** START **

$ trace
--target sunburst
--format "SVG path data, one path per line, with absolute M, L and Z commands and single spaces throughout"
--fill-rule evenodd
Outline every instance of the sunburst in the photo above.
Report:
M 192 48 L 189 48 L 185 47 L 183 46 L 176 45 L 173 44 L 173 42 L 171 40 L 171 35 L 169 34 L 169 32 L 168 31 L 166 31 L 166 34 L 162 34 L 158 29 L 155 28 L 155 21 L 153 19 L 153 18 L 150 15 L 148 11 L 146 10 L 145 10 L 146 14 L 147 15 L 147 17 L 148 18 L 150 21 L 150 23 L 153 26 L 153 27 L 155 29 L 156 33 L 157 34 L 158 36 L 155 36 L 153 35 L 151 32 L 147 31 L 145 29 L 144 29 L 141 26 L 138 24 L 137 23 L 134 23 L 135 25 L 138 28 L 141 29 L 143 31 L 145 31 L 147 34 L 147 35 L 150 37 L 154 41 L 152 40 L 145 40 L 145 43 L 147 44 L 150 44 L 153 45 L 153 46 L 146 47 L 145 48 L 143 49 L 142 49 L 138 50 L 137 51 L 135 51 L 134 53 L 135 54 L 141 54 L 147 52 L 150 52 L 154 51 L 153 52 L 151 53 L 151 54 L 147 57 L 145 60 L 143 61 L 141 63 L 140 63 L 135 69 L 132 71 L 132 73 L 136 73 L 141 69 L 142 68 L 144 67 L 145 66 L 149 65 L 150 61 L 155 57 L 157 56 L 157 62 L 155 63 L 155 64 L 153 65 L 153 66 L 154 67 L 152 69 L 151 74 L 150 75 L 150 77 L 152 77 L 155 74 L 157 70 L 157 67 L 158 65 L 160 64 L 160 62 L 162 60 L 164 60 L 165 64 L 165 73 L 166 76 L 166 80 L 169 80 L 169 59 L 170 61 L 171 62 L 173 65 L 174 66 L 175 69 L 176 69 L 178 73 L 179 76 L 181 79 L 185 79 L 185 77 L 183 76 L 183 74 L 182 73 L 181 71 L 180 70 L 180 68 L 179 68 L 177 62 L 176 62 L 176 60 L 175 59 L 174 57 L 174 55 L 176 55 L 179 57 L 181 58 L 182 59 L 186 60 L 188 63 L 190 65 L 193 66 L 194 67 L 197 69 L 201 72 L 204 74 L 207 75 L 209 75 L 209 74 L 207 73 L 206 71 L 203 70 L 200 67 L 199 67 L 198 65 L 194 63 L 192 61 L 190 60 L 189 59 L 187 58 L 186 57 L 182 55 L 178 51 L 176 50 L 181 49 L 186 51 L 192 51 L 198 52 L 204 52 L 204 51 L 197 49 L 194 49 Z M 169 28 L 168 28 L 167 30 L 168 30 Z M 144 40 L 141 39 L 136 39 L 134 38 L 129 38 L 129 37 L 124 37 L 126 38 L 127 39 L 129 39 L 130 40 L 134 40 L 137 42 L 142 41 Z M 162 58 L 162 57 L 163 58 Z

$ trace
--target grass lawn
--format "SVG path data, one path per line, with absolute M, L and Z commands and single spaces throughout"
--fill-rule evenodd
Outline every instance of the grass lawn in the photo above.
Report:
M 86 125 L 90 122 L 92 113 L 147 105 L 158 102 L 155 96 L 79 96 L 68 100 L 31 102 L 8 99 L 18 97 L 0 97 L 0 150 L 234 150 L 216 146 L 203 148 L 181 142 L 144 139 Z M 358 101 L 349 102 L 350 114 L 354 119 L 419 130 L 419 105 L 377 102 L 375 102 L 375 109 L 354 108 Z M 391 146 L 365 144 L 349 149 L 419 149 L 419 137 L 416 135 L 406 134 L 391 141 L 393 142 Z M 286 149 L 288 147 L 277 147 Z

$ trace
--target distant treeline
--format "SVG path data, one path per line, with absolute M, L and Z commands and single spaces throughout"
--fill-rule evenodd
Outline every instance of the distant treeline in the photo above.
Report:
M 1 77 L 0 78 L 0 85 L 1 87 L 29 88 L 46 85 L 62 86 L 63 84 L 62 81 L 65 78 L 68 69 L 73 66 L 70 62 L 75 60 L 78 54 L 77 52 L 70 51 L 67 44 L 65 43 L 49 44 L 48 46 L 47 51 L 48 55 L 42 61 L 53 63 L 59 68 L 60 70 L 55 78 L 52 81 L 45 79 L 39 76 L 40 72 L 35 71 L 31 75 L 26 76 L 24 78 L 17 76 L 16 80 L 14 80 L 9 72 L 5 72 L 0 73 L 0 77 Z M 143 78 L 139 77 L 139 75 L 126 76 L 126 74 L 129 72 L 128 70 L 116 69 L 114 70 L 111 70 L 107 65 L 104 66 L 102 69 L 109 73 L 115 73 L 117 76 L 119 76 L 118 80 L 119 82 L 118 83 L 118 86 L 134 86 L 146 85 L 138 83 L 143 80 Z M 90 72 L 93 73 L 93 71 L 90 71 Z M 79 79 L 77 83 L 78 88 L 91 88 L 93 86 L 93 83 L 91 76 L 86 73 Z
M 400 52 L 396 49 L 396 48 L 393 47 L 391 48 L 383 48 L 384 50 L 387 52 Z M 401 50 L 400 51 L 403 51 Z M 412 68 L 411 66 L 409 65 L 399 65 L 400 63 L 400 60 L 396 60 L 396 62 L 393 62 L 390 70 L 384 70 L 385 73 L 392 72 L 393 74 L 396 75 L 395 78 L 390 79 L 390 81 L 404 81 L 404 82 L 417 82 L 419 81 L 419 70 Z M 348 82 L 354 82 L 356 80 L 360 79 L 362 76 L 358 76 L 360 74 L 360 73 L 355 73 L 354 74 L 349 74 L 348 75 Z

** END **

## Instructions for the task
Could you copy out every line from the start of the data through the line containing "M 192 48 L 189", inclusive, reproducing each one verbatim?

## Response
$ trace
--target sunburst
--format "SVG path data, one path per line, with absolute M, L and Z commands and single spaces throughout"
--fill-rule evenodd
Outline every instance of the sunburst in the photo above.
Report:
M 192 48 L 189 48 L 185 47 L 183 46 L 176 45 L 173 44 L 173 42 L 171 40 L 171 35 L 169 34 L 169 32 L 168 31 L 166 31 L 166 34 L 162 34 L 158 29 L 155 28 L 155 21 L 153 19 L 153 18 L 150 15 L 148 11 L 146 10 L 145 10 L 146 14 L 147 15 L 147 17 L 148 18 L 150 21 L 150 23 L 153 26 L 153 27 L 155 29 L 156 33 L 157 34 L 158 36 L 155 36 L 153 35 L 151 32 L 147 31 L 145 29 L 144 29 L 141 26 L 138 24 L 137 23 L 134 23 L 135 25 L 138 28 L 141 29 L 143 31 L 145 31 L 147 34 L 147 35 L 150 37 L 154 41 L 152 40 L 145 40 L 145 43 L 147 44 L 150 44 L 153 45 L 153 46 L 146 47 L 145 48 L 143 49 L 142 49 L 138 50 L 137 51 L 135 51 L 134 53 L 135 54 L 141 54 L 147 52 L 150 52 L 154 51 L 153 52 L 151 53 L 151 54 L 147 57 L 145 60 L 143 61 L 141 63 L 140 63 L 135 69 L 132 71 L 132 73 L 136 73 L 141 69 L 142 68 L 144 67 L 145 66 L 149 65 L 150 61 L 155 57 L 157 56 L 157 62 L 155 63 L 155 64 L 153 65 L 153 66 L 154 67 L 152 69 L 151 74 L 150 75 L 150 77 L 152 77 L 155 74 L 157 70 L 157 67 L 158 65 L 160 64 L 160 62 L 162 60 L 164 60 L 165 64 L 165 73 L 166 76 L 166 80 L 169 80 L 169 59 L 170 61 L 171 62 L 173 65 L 174 66 L 175 69 L 176 69 L 178 73 L 179 76 L 181 79 L 185 79 L 185 77 L 183 76 L 183 74 L 182 73 L 181 71 L 180 70 L 180 68 L 179 68 L 177 62 L 176 62 L 176 60 L 175 59 L 174 57 L 174 55 L 176 55 L 179 57 L 181 58 L 182 59 L 186 60 L 188 63 L 190 65 L 193 66 L 194 67 L 197 69 L 201 72 L 204 74 L 207 75 L 209 75 L 209 74 L 207 73 L 206 71 L 203 70 L 200 67 L 199 67 L 198 65 L 194 63 L 192 61 L 190 60 L 189 59 L 187 58 L 186 57 L 182 55 L 178 51 L 176 50 L 181 49 L 186 51 L 192 51 L 198 52 L 204 52 L 204 51 L 197 49 L 194 49 Z M 169 28 L 168 28 L 167 30 L 168 30 Z M 144 40 L 141 39 L 136 39 L 134 38 L 129 38 L 129 37 L 124 37 L 126 38 L 127 39 L 129 39 L 130 40 L 134 40 L 137 42 L 142 41 Z M 162 58 L 162 57 L 163 58 Z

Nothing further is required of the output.